■ REQUIREMENTS:
Reproduce the lines below from the one that contains "For practice, label the weathered" through the end, inclusive, and add nothing.

■ RAW DATA:
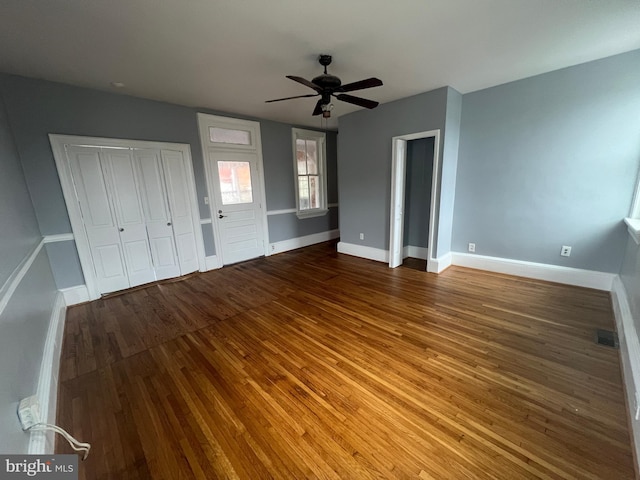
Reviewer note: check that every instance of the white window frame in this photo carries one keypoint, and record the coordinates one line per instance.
(321, 142)
(633, 220)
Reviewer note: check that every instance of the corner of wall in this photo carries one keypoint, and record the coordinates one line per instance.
(630, 360)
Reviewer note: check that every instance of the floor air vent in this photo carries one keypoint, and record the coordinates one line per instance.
(607, 337)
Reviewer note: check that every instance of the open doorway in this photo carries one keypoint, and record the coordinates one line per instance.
(417, 203)
(409, 211)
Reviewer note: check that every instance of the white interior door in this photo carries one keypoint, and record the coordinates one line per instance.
(131, 222)
(157, 214)
(98, 217)
(397, 202)
(238, 204)
(175, 173)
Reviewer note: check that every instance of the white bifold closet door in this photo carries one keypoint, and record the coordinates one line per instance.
(157, 213)
(134, 203)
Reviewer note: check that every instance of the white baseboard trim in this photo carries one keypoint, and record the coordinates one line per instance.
(212, 262)
(75, 295)
(629, 356)
(299, 242)
(440, 264)
(540, 271)
(41, 443)
(371, 253)
(8, 289)
(415, 252)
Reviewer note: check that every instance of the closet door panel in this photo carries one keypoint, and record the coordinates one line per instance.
(158, 219)
(132, 227)
(101, 227)
(180, 205)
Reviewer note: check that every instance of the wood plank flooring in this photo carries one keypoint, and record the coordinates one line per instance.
(313, 364)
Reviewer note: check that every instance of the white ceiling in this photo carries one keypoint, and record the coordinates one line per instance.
(232, 55)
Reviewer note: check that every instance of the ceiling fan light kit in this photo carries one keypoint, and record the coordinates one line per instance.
(327, 85)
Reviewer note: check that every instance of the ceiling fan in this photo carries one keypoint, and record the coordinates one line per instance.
(327, 85)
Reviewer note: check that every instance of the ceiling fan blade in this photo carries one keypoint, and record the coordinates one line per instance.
(362, 84)
(318, 109)
(304, 81)
(290, 98)
(362, 102)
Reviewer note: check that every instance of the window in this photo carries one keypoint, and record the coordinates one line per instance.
(309, 168)
(235, 182)
(226, 135)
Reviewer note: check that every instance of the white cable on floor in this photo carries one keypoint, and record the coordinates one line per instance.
(75, 444)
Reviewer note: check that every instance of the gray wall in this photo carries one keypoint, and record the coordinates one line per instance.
(549, 161)
(19, 232)
(364, 169)
(24, 321)
(417, 199)
(448, 174)
(36, 108)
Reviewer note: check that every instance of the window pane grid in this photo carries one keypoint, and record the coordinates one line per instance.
(308, 158)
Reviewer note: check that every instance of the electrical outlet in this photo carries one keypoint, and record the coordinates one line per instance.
(29, 412)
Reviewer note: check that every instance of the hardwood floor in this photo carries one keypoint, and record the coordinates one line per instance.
(312, 364)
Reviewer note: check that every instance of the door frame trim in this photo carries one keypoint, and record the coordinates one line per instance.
(206, 120)
(58, 143)
(398, 167)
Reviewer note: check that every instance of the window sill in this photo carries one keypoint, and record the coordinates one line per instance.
(311, 213)
(633, 226)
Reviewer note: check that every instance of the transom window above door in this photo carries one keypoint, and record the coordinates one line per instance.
(230, 136)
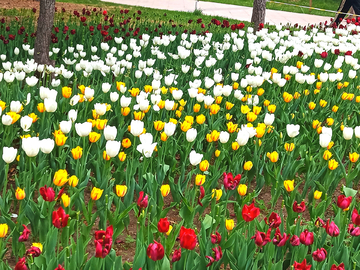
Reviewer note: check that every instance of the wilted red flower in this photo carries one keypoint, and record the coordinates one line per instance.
(280, 239)
(48, 194)
(25, 234)
(216, 238)
(344, 202)
(250, 212)
(307, 238)
(319, 255)
(21, 264)
(163, 225)
(188, 238)
(299, 208)
(332, 229)
(341, 266)
(301, 266)
(155, 251)
(230, 182)
(103, 242)
(274, 220)
(59, 218)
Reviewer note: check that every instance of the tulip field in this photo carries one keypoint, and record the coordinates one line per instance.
(220, 146)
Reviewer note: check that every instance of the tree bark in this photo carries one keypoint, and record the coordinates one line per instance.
(43, 32)
(258, 15)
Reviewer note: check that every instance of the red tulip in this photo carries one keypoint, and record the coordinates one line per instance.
(261, 239)
(216, 238)
(25, 234)
(188, 238)
(274, 220)
(177, 255)
(143, 200)
(250, 212)
(163, 225)
(344, 202)
(48, 194)
(280, 239)
(21, 264)
(319, 255)
(299, 208)
(295, 241)
(355, 217)
(341, 266)
(354, 231)
(301, 266)
(332, 229)
(155, 251)
(59, 218)
(307, 238)
(230, 182)
(103, 242)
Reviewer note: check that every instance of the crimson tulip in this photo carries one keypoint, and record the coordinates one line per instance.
(59, 218)
(319, 255)
(177, 255)
(25, 234)
(48, 194)
(354, 231)
(103, 242)
(250, 212)
(301, 266)
(307, 238)
(155, 251)
(343, 202)
(274, 220)
(299, 208)
(163, 225)
(230, 182)
(21, 264)
(341, 266)
(188, 238)
(355, 217)
(332, 229)
(143, 200)
(280, 239)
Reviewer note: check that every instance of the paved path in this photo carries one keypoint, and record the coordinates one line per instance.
(228, 11)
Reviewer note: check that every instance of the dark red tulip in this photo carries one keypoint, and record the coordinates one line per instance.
(155, 251)
(332, 229)
(280, 239)
(188, 238)
(344, 202)
(216, 238)
(295, 241)
(250, 212)
(299, 208)
(274, 220)
(21, 264)
(163, 225)
(319, 255)
(25, 234)
(59, 218)
(48, 194)
(103, 242)
(301, 266)
(307, 238)
(341, 266)
(143, 200)
(230, 183)
(177, 255)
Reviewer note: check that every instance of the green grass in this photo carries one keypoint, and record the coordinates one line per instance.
(328, 5)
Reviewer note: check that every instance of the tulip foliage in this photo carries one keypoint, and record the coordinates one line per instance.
(223, 147)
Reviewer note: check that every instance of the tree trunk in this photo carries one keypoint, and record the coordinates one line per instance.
(43, 32)
(258, 15)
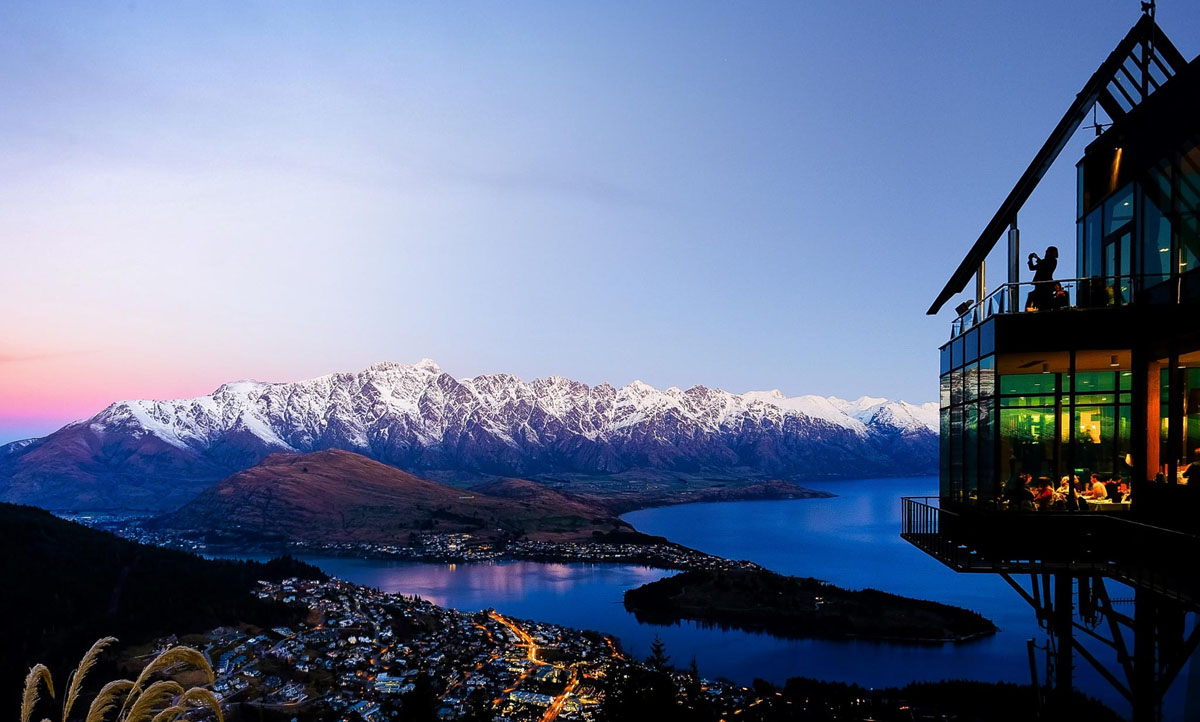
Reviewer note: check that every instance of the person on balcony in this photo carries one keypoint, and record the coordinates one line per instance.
(1096, 489)
(1044, 497)
(1042, 298)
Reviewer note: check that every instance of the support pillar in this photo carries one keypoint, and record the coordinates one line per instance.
(1063, 631)
(1145, 620)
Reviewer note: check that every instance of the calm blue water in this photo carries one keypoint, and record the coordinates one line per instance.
(851, 540)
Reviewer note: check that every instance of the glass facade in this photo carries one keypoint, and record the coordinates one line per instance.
(969, 415)
(1048, 415)
(1137, 236)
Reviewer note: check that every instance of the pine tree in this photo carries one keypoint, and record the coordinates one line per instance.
(659, 659)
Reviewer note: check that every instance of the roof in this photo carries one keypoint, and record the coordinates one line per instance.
(1141, 62)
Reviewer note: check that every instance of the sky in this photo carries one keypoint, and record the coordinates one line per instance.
(748, 196)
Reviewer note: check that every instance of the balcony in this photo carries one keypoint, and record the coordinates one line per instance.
(1069, 294)
(988, 541)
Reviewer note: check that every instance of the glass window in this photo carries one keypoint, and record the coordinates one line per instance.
(1027, 384)
(1090, 381)
(1096, 438)
(945, 453)
(987, 451)
(957, 452)
(1189, 209)
(1191, 416)
(1090, 262)
(971, 381)
(1156, 227)
(987, 377)
(987, 338)
(1119, 210)
(1027, 441)
(971, 452)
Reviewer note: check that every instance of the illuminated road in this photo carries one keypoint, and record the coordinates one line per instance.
(527, 641)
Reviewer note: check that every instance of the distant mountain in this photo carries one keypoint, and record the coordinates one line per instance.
(156, 455)
(343, 497)
(67, 585)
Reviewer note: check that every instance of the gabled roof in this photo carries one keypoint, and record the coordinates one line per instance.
(1140, 64)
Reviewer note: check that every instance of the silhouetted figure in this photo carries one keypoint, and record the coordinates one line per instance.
(1043, 298)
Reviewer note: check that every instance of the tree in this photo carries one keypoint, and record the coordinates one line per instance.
(420, 704)
(659, 659)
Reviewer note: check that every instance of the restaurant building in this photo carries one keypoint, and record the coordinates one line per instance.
(1087, 375)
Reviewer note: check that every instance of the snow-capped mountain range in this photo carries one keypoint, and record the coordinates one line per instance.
(157, 453)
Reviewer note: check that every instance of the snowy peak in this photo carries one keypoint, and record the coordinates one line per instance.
(419, 417)
(425, 401)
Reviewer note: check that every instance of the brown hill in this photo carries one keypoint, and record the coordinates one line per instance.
(343, 497)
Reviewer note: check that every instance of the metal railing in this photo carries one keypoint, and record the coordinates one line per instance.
(1139, 554)
(1049, 295)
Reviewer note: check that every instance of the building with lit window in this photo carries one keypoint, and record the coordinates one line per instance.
(1071, 402)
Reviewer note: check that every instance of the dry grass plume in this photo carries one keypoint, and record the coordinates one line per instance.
(141, 699)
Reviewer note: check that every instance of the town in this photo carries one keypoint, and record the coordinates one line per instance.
(363, 655)
(435, 547)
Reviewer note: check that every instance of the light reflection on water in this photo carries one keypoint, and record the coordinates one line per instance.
(851, 540)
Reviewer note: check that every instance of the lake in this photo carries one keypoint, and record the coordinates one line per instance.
(852, 540)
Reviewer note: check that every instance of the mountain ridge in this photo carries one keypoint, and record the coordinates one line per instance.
(156, 455)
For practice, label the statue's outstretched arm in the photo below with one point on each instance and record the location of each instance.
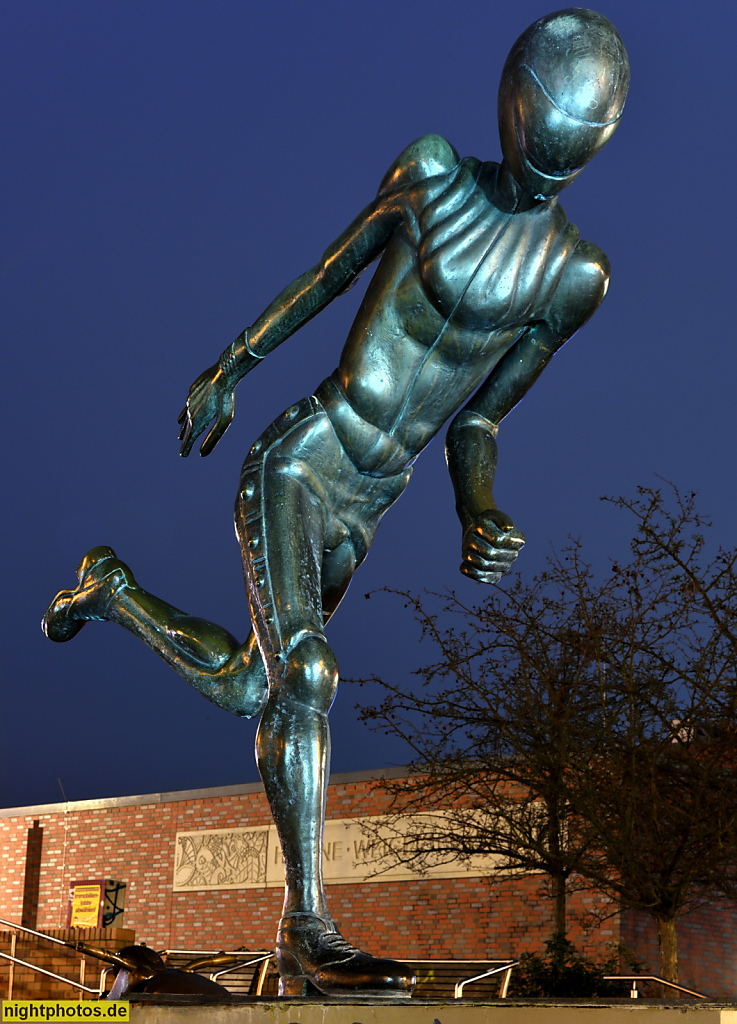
(211, 398)
(490, 542)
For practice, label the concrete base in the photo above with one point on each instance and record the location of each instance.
(436, 1012)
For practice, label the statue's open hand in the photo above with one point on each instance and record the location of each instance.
(211, 398)
(490, 544)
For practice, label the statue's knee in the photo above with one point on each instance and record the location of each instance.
(309, 674)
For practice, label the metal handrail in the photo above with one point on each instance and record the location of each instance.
(506, 968)
(50, 974)
(635, 978)
(32, 931)
(262, 960)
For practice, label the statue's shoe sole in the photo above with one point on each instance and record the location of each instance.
(301, 987)
(305, 971)
(58, 623)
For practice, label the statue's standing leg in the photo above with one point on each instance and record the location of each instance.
(298, 561)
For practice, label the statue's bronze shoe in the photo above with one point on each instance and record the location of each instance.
(312, 955)
(100, 576)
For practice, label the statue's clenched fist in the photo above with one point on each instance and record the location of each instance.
(490, 544)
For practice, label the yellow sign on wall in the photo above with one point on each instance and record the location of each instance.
(86, 901)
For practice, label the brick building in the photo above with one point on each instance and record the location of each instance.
(202, 870)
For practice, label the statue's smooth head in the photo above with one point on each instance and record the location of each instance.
(561, 96)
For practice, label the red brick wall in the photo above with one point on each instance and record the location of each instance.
(461, 918)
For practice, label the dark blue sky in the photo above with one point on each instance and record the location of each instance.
(168, 167)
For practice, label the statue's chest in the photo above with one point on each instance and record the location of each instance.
(485, 269)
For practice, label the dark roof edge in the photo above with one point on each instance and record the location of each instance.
(341, 778)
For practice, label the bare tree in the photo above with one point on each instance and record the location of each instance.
(584, 727)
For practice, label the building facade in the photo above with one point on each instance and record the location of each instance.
(203, 870)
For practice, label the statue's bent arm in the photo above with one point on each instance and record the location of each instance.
(490, 541)
(211, 397)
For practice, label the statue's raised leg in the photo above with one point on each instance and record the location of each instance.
(228, 674)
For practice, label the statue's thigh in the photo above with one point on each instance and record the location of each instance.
(280, 524)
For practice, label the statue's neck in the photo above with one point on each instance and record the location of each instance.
(509, 194)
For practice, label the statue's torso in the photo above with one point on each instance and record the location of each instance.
(454, 289)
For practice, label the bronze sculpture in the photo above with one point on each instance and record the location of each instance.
(481, 279)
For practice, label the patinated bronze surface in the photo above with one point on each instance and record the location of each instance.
(481, 279)
(139, 969)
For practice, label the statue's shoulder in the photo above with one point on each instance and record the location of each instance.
(427, 157)
(588, 271)
(581, 289)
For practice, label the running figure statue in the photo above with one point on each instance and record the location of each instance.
(481, 280)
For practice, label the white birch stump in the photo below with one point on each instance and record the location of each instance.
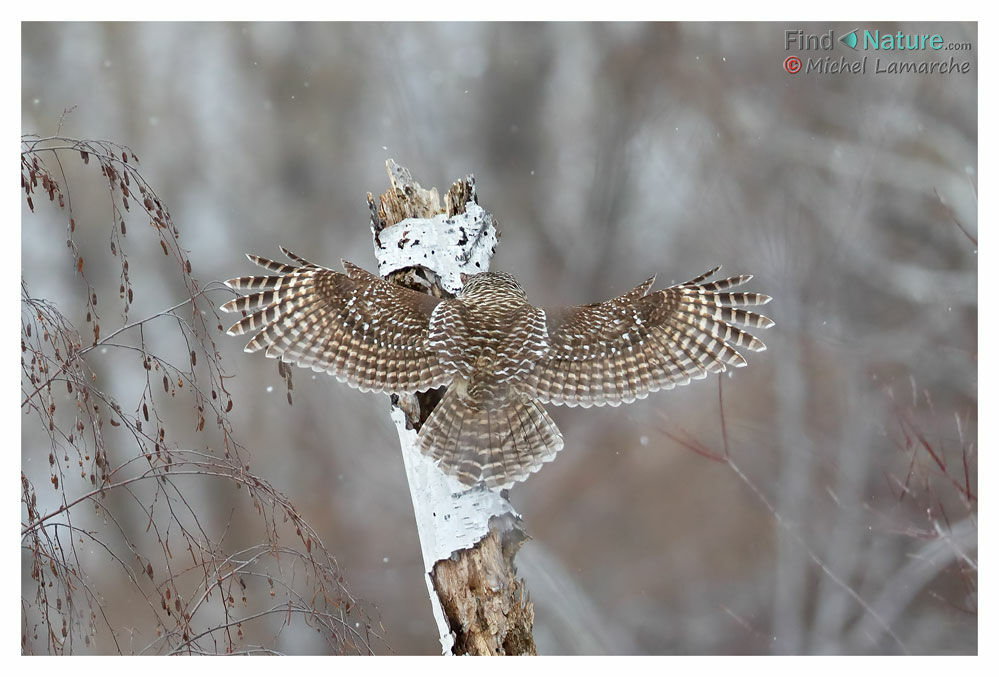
(469, 537)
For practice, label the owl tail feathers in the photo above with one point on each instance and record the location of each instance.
(497, 442)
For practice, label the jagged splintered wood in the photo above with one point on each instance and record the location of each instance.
(469, 537)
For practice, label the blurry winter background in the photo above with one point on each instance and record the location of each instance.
(846, 521)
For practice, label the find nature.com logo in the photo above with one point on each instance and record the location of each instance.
(888, 53)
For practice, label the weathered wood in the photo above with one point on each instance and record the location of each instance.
(469, 537)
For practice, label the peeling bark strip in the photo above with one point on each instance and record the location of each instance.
(469, 537)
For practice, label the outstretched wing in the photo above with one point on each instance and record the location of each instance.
(367, 332)
(625, 348)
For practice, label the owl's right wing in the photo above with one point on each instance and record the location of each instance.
(363, 330)
(623, 349)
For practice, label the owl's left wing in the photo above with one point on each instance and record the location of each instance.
(360, 328)
(623, 349)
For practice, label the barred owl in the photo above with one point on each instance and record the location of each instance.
(500, 357)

■ COMPLETE ANSWER:
For practice, label the weathered wood in the photo above with one point on each instance and record the location of each instance.
(469, 537)
For practice, label the peeling bark strip in the photo above with one point on each instance and record the location of each instance.
(469, 537)
For practice, label the outstretched wing in the photo above with one point on each instance and record the location of each instance.
(367, 332)
(625, 348)
For practice, label the owl's right wing in the photo above with one point on each instance and record the location of each instance.
(363, 330)
(623, 349)
For practice, label the owl's left wing in the photo above with one point on each instance and record the location of each instance.
(360, 328)
(623, 349)
For practice, label the barred owl in the photo above with one point on each instance and record the location of each instance.
(500, 357)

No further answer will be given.